Instructions for the task
Pictures do not belong in the copy. Return all of the entries exactly.

(Saved entries)
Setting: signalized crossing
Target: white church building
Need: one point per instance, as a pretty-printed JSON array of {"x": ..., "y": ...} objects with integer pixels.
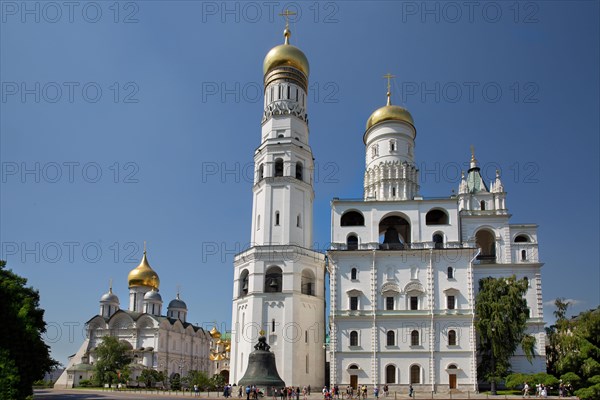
[
  {"x": 403, "y": 270},
  {"x": 166, "y": 343}
]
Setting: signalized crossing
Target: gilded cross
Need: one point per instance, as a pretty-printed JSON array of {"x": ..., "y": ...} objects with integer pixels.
[
  {"x": 389, "y": 77},
  {"x": 286, "y": 14}
]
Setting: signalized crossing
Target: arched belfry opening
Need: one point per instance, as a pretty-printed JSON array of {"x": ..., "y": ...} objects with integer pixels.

The completed task
Setting: signalized crossing
Target: white church building
Need: one point per instance, as a pretty-printed JSON array of {"x": ..., "y": ...} objects with integer pixels.
[
  {"x": 403, "y": 270},
  {"x": 166, "y": 343}
]
Setting: signalized crossing
Target: gilded cross
Need: one point per instance, as a pretty-printed JSON array of {"x": ..., "y": ...} objects with integer pixels.
[
  {"x": 389, "y": 77},
  {"x": 286, "y": 14}
]
Setting: signalized crossing
Target: arched belfry opening
Need: one point per instance, as a pretty-printed JSON array of {"x": ..., "y": ...} objects with integer pixels.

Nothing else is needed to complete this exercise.